[start Supplied text]
Afore I come away from hum I had a strong persuasion Thet Mexicans worn’t human beans, -an ourang outing nation, A sort o’ folks a chap could kill an never dream on’t arter,** No more’n a feller’d dream o’pigs thet he hed hed to slarter; I’d an idee thet they were build arter the darkie fashion all, an’ kicking’ colored folks about, you know, ‘s kind o’ national; But wen I jined I worn’t so wise ez thet air queen o’ Sheby, Ger, come to look at ‘em, they aint much diff’rent from wut we be, An’ here we air ascrougin’ ‘em, ez Caleb sez, under our eagle pinions,

He sez they’d ough’ to stan’ right up an’ let us pop ‘em farily, (Guess wen he ketches ‘em at thet he’ll hev to git up airly)***, Thet our nation’s bigger’n theirn an’ so its rights air bigger, An’ thet it’s all to make ‘em free thet we air pullin’ trigger, Thet Anglo Saxondon’s idee’s abreakin’ ‘em to pieces, An’ thet idee’s thet every man doos jest wat he pleases (damn pleases); Ef I don’t make his meanin’ clear, perhaps in some respex I can, I know thet “every man” don’t mean a nigger or a Mexican;…

Lowell comments on this epic verse “(Those have not been wanting, as indeed when hath Satan been to seek for attorneys?, who have maintained that our late inroad upon Mexico was undertaken not so much to avenge any national quarrel as for the spreading of free institutions and of Protestantism.****… Verily I admire that no pious sergeant among these new Crusaders beheld Martin Luther riding at the front of the host upon a tamed pontifical bull… If ever the country is seized with another such mania pro propaganda fide, I think it would be wise… to wrap every one of our cannon-balls in a leaf of the New Testament, the reading of which is denied to those who sit in the darkness of Popery…

*The Writings of James Russell Lowell, Volume VIII, Riverside Edition. Boston and New York. Houghton Mifflin and Co. 1895.pp. 58-59. The Biglow Papers date from 1848, the year the Mexican War came to an end.
[end Supplied text]
[start Provided records]
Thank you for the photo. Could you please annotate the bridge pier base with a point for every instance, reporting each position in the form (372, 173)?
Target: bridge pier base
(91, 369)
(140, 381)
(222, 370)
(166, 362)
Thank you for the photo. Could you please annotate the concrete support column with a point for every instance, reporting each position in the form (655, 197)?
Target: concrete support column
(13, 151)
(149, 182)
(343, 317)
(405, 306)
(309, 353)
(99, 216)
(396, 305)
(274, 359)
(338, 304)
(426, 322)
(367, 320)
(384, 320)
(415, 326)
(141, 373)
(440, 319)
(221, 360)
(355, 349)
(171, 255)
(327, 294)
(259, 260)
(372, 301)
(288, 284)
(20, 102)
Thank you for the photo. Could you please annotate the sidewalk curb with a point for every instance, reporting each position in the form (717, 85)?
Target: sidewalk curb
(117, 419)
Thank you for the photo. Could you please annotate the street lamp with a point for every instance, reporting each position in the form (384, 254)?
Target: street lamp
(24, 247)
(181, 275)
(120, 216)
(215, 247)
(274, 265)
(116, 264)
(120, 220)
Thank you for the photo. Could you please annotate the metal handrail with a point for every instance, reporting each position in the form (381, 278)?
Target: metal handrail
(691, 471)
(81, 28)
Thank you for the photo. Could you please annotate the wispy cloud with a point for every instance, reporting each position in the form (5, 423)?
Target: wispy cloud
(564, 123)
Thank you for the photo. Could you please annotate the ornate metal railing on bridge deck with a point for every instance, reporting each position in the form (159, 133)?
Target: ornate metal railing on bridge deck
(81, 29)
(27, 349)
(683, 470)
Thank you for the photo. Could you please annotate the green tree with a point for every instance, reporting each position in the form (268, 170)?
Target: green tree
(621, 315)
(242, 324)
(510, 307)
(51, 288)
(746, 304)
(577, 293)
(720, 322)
[end Provided records]
**Jobs**.
[A] Repeat the records word for word, starting at the line containing "Thank you for the photo. Could you please annotate the wispy" and ending with the last line of the records.
[B] Continue the Biglow Papers passage from the point where it stops.
The Biglow Papers passage and the records have no connection to each other.

**Answers given**.
[A]
Thank you for the photo. Could you please annotate the wispy cloud with a point for every instance, reporting each position in the form (5, 423)?
Target: wispy cloud
(564, 123)
Thank you for the photo. Could you please annotate the ornate metal railing on bridge deck with a point for every instance, reporting each position in the form (159, 133)?
Target: ornate metal railing on bridge deck
(81, 29)
(27, 349)
(683, 470)
Thank you for the photo. Could you please annotate the green tree with a point for every instance, reporting each position in the form (268, 170)?
Target: green tree
(621, 315)
(242, 324)
(510, 307)
(51, 288)
(746, 304)
(577, 293)
(720, 322)

[B]
**Cf. footnote on page 66.
***A constant complaint for over five years in Viet Nam.
****Stephen F. Austin, one of the founders of Texas, in late 1835: “Freedom of conscience and rational liberty will take root in that distant and by nature much favored land where for ages past the upas [sic] ((Poisonous)) banner of the Inquisition, of intolerance and of despotirm [sic], has paralyzed and sickened or deadened every effort in favor of civil and religious liberty.” Owen, op. cit. p. 104. The appeal was made in Louisville, perhaps in the hope that it might emulate the city of Cincinnati which sent two cannon to the Texas.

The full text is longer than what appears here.